> [EXERCISE BRIEF]: Copy the entries word for word. Keep the pictures out.

◇ ◇ ◇ ◇ ◇ ◇ ◇

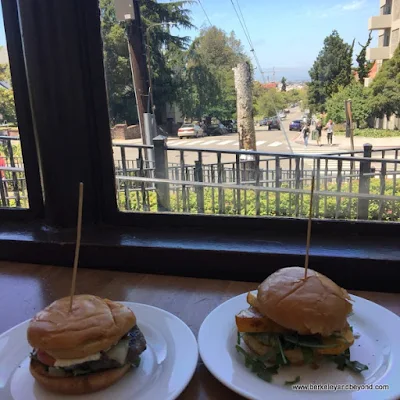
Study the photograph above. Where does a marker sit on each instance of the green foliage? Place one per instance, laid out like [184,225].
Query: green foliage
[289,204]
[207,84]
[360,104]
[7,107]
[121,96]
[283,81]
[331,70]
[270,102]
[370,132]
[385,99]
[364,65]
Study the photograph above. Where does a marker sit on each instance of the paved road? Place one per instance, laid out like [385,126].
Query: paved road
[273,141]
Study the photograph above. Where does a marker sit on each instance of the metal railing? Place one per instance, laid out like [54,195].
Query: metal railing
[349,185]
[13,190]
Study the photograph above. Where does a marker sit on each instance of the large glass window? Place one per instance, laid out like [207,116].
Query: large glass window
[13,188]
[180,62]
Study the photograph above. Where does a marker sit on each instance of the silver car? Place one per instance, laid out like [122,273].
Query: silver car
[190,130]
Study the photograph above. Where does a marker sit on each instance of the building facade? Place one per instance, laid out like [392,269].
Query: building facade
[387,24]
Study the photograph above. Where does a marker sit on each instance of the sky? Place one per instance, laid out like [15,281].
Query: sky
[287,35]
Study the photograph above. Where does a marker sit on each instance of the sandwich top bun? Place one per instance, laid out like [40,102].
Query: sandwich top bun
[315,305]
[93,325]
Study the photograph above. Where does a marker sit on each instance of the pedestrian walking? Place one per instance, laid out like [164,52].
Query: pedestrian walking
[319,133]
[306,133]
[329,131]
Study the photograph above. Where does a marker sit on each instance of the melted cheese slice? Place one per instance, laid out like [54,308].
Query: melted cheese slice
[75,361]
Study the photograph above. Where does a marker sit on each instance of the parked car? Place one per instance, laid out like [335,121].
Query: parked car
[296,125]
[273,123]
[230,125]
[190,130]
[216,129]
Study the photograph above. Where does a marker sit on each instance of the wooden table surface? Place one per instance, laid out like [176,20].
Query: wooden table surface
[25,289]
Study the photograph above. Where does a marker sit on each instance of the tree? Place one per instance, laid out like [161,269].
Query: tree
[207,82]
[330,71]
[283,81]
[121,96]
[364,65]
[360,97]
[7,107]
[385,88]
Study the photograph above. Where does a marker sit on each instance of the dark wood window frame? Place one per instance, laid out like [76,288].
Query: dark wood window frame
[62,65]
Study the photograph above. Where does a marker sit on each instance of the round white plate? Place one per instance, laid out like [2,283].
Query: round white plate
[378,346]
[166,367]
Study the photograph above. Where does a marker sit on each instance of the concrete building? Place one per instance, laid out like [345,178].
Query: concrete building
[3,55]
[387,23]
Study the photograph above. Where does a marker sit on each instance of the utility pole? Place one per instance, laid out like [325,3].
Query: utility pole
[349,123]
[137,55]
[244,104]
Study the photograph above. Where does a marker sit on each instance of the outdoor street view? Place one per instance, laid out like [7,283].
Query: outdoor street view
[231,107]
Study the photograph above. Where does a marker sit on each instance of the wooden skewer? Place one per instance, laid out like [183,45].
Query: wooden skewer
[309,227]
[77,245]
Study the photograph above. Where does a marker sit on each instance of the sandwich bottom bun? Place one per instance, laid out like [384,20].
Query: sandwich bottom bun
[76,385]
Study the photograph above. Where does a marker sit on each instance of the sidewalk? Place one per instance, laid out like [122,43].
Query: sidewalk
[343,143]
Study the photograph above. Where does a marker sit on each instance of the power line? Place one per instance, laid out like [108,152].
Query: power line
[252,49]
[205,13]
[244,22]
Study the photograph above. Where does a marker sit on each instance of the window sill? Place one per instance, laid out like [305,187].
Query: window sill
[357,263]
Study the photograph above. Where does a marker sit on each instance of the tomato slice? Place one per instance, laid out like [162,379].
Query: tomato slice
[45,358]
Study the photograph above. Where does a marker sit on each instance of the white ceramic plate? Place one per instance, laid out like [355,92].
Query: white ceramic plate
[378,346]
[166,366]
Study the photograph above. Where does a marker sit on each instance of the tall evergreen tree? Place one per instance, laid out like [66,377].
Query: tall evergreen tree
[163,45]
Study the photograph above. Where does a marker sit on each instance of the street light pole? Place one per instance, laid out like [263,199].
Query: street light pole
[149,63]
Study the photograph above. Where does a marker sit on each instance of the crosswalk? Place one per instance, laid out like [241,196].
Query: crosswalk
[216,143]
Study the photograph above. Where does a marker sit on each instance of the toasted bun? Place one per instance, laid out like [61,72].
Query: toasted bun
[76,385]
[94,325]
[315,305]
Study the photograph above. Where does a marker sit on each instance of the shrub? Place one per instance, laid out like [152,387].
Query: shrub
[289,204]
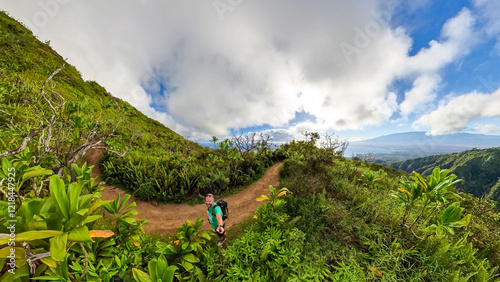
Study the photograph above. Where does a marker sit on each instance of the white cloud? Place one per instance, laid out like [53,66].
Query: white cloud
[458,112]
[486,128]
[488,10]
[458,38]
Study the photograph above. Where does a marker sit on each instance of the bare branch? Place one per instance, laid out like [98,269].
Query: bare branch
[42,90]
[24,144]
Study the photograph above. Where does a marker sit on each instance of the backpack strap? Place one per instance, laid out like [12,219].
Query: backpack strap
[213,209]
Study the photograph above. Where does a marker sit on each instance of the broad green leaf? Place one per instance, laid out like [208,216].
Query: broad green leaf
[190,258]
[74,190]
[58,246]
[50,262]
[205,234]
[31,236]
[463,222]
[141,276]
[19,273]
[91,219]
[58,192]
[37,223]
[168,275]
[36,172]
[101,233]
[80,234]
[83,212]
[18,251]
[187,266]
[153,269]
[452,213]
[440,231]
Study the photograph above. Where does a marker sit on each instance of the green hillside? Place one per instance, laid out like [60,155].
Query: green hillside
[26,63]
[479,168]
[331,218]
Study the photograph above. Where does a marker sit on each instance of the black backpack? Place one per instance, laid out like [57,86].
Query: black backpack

◇ ◇ ◇ ◇ ◇ ◇ ◇

> [EXPECTED ANSWER]:
Study the photograph above. Where does a marker sit on each instance of the green foliage? Place one per instance, laid out like [184,225].
Query: green foliage
[289,204]
[207,84]
[360,104]
[7,107]
[121,96]
[283,81]
[331,70]
[270,102]
[370,132]
[385,99]
[364,65]
Study the photograph above. Where does a marker sit on each instance of the paved road? Place one per instance, laid out like [385,126].
Query: paved road
[273,141]
Study the photograph above. Where does a marker sit on each instance of the metal railing? Place one per instance, laid out like [54,195].
Query: metal railing
[349,185]
[13,190]
Study the photograph above. Where does a marker sit on each instance of the large glass window? Place one per instance, laid out like [207,116].
Query: large glass window
[13,188]
[180,62]
Study the photograph above. Where does a marker sit on each instance of the silver car? Place one per instance, laid out like [122,273].
Query: silver car
[190,130]
Study the photograph above. Where does a marker sit on each instance of the building facade? Place one per instance, laid out like [392,269].
Query: building facade
[387,24]
Study the photograph above. Where does a marker sit on each instance of the sky? Place one per instance, laid out like [15,281].
Query: sky
[287,35]
Study the photograph above. Where does a marker sit on each instance of the sandwich top bun? Place one per instance, laid out like [40,102].
Query: sandwich top bun
[315,305]
[93,325]
Study the photograph above. Where does a marker sit on each instance of the pedestrian walking? Place one per instance, laid out like [164,52].
Query: pedestrian walking
[319,133]
[306,133]
[329,131]
Study the photograph above. Where does a marker sit on each instance of the melted cheese slice? Place one per instance, laid out like [54,308].
Query: melted cheese slice
[75,361]
Study the photograph above. Where does a marker sit on each instance of the parked car? Place one per instance, laid out like [335,121].
Query: parked car
[296,125]
[273,123]
[230,125]
[190,130]
[216,129]
Study the photograph above. Where does a marker sit on each instance of the wooden table surface? Place one per instance, laid out like [176,20].
Query: wooden table surface
[25,289]
Study the photograph above. Where does a marker sit on each instance of the tree? Place one per instance, laid out like [161,269].
Query: tree
[207,82]
[330,71]
[283,81]
[121,96]
[364,65]
[360,97]
[7,107]
[385,88]
Study the photograph above. Where does a marker sit on each instance of the dark wood window frame? Place one per instance, laid out like [76,288].
Query: dark wood window frame
[62,65]
Study the photograph above. Where does a marker sit on each instance of the round white plate? Place one per instance, laid out like [2,283].
Query: round white plate
[378,346]
[166,367]
Study the photograph above. Where does a marker sit on each instance of the concrete building? Place one per instance, laid out like [345,178].
Query: concrete building
[3,55]
[387,23]
Study the photograph above. Where does a marker sit on each instance of the utility pole? Place one per instance, laid out like [325,3].
Query: utility pole
[349,123]
[137,55]
[244,104]
Study the photograph above. Where does a marker sit on each instance of the outdoor street view? Place one per instance, laid out like [7,283].
Query: outdoor street view
[231,107]
Study the photograph above. Where does a marker sit on each instance of the wooden skewer? Place one per instance, laid out like [183,45].
Query: wooden skewer
[309,227]
[77,245]
Study the photograph above. Where does a marker sit on each instance of the sandwich bottom bun? Place one per instance, laid out like [384,20].
Query: sandwich bottom bun
[76,385]
Study the photograph above. Where does a marker sit on each instance of the sidewalk? Place one per instance, laid out like [122,43].
Query: sidewalk
[343,143]
Study the photograph above. Where does a marker sit on each instance of the power line? Place one per instance, laid out like [108,152].
Query: power line
[252,49]
[205,13]
[244,22]
Study the photograph above. Where does a marker sit on each instance of the window sill? Place one per instance, laid out like [305,187].
Query: window sill
[357,263]
Study the photograph above. Where does a marker sit on each instance of the tomato slice? Place one per instance, laid out like [162,379].
Query: tomato slice
[45,358]
Study the photograph above. Where does a marker sit on each instance of the white ceramic plate? Place one per instance, laid out like [355,92].
Query: white ceramic plate
[378,346]
[166,366]
Study the photograph above. Where does a marker sit on each instance of the tall evergreen tree? Place one per instance, laid out like [66,377].
Query: tall evergreen tree
[163,45]
Study the photograph above. Where does a marker sit on each instance of the street light pole? Place one per instance, laid out like [263,199].
Query: street light pole
[149,63]
Study the photograph above. Where does a marker sit on each instance of the crosswalk? Place one per instance, laid out like [241,196].
Query: crosswalk
[216,143]
Study the photograph above. Where does a marker sit on each instance of the toasted bun? Place one per instance, laid out like [61,72].
Query: toasted bun
[76,385]
[94,325]
[315,305]
Study the photograph above. Where does a marker sit on each instance of the shrub? Place one per instance, laid out like [152,387].
Query: shrub
[289,204]
Study the photograph above. Where does a marker sit on each instance of the white cloud? Place one per instance, laid out like [53,66].
Query: white cloud
[458,112]
[486,128]
[488,10]
[458,38]
Study the photograph above. Where does a marker sit on each instance of the bare branch? Place one per instance, laid out like [98,269].
Query: bare branch
[42,90]
[24,144]
Study the photograph above. Where does a marker sit on each instance of the backpack strap? Place one per instance, laid out like [12,219].
Query: backpack strap
[213,209]
Study the photograph above. Where does a marker sit on each instance of the broad green leaf? Place one per instance, laid out like [208,216].
Query: broad green leaf
[190,258]
[74,190]
[58,246]
[50,262]
[205,234]
[31,236]
[463,222]
[141,276]
[19,273]
[91,219]
[58,192]
[37,223]
[168,275]
[36,172]
[101,233]
[80,234]
[83,212]
[18,251]
[187,266]
[153,269]
[452,213]
[440,231]
Study the photograph above. Where does a marker sit on each instance of the green hillside? Place one per instance, laid out like [60,155].
Query: green hillside
[26,63]
[479,168]
[331,218]
Study the photograph above. Where does a marker sit on each instance of the black backpack? Place one per instance, laid out like [57,86].
Query: black backpack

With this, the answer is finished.